● **CHECK YOUR UNDERSTANDING**
1) Answer these from the review of Soderbergh's film of Gray's Anatomy:
(a) Which film of a Gray monologue did Soderbergh want his production to be distinct from?
(b) What did he remove from the film to achieve that?
(c) According to his explanation, why did he include the interviews with people who had eye injuries?
2) Please pick up the review of Soderbergh's film of Gray's Anatomy after its final sentence and carry it on.

● **EXTRACT TO READ**
####################
Perhaps the central problem inherent in adapting a
theatrical production to film is overcoming the limitations of the stage and
opening it up for the big screen. This would be problem enough with the normal
stage production, how much worse when dealing with a single actor seated at a table
with a glass of water spouting a ninety minute monologue. So when an award
winning director like Steven Soderbergh commits to taking on a property like
Spalding Gray's Gray's Anatomy, the first thing he has to
think about is how to translate the monologue's static claustrophobia into
something that will play on the screen.
In a short commentary included as part of the bonus material
in the new Criterion Collection of Soderbergh's film, he explains some of his
thinking. First of all, concerned with
distinguishing his production from other films of Gray monologues like Jonathan
Demme's Swimming to Cambodia, he decided to eliminate the
audience. Since a large part of Gray's
appeal is his ability to play off the audience, this would seem to be the
equivalent of a fighter tying one hand behind his back. That Soderbergh is able to get away with it,
and for many viewers he is able to get away with it, is testimony to his talent
as a filmmaker.
Instead of the audience, he has Gray play to the camera, and
he uses the camera as a dynamic force. The actor may be seated at his table,
but the camera moves actively—different angles, changing heights and
distances. He can even move the actor in
his chair to create action. Soderbergh talks about linking the visual
environment to the content. He does this
with backdrops; he does it with creative use of lighting. In the end he comes up with a visually
impressive adaptation.
His inclusion of interviews with a number of men and women
who had suffered from a variety of eye injuries from an embedded wire to a
spray of oven cleaner was, as he explains, necessitated by the fact that the material
he had filmed with Gray after the original monologue had been cut down was too
short. Of course, the fact that the
interviews both opened up the film a bit and added other voices, to say nothing
of their dramatic nature simply demonstrate that necessity may also be the
mother of serendipity.
####################
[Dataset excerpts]
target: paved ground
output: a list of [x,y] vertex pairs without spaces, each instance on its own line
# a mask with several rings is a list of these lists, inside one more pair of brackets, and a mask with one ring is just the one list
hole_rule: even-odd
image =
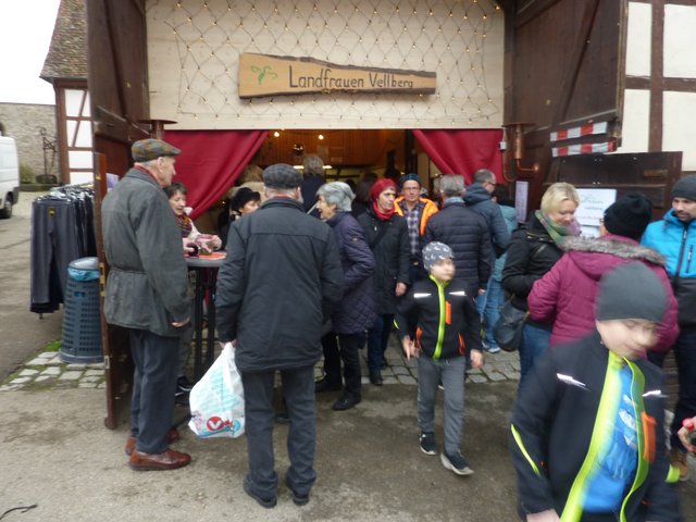
[[[192,455],[189,467],[162,473],[136,473],[127,467],[126,420],[116,430],[103,426],[100,364],[65,364],[55,352],[46,352],[46,343],[61,336],[62,313],[39,321],[26,311],[28,219],[15,214],[9,222],[0,221],[0,240],[11,245],[0,265],[3,522],[517,520],[507,449],[519,369],[515,355],[488,356],[484,370],[472,373],[467,384],[463,451],[474,475],[455,476],[437,457],[420,451],[413,363],[390,348],[385,386],[366,384],[357,408],[334,412],[331,405],[338,393],[319,396],[319,481],[310,504],[295,507],[281,486],[278,506],[268,511],[241,490],[244,437],[198,440],[182,428],[183,440],[176,447]],[[186,410],[177,408],[177,417],[185,415]],[[439,414],[437,427],[442,444]],[[277,426],[281,478],[287,468],[286,433],[287,426]],[[696,520],[691,514],[696,513],[694,483],[680,484],[679,492],[682,511],[688,513],[684,520]],[[3,517],[12,508],[34,505]]]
####################
● **OUTPUTS IN ORDER**
1)
(a) Jonathan Demme's Swimming to Cambodia.
(b) The audience.
(c) The material he had filmed with Gray after the original monologue had been cut down was too short.

2)
The monologue tells the story of Gray's struggle with a
vision problem which is eventually diagnosed as macular pucker. He talks about his fears when he learns about
the surgery necessary to correct the condition, his experiences with
alternative medicine, and expands consideration of his own illness to a
meditation on illness and the human condition. Whether he is describing a
Native American sweat lodge, a Christian Scientist healer, or a Philippine psychic
surgeon, he looks at his attempts to deal with his problem with a sardonic
eye. Even without an audience, Gray
manages to project the power of his personality. It takes a special talent to hold the screen
for seventy minutes and Gray has it—both as a writer and as an actor.
Aside from the
film and the Soderbergh interview, the
first of the two disc Criterion Collection set includes an interview with
co-writer and ex-wife Renée Shafransky, 16 minutes of silent footage from
Gray's actual eye operation called Swimming to the Macula,
and the film's trailer. The second disc
contains a ninety five minute video of Gray's monologue, A Personal
History of the American Theater produced by the Wooster Group in
1982. Shot before an audience with none
of the production values of the Soderbergh film, it makes an interesting
comparison with what the director has accomplished. Although A Personal History of the
American Theater, which chronicles the various stage productions Gray
took part in over his career to that point is entertaining and witty, it does
lack the depth of his later monologues.
Nonetheless it is a welcome bonus.
There is also an informative essay on Gray and his work by film critic Amy Taubin.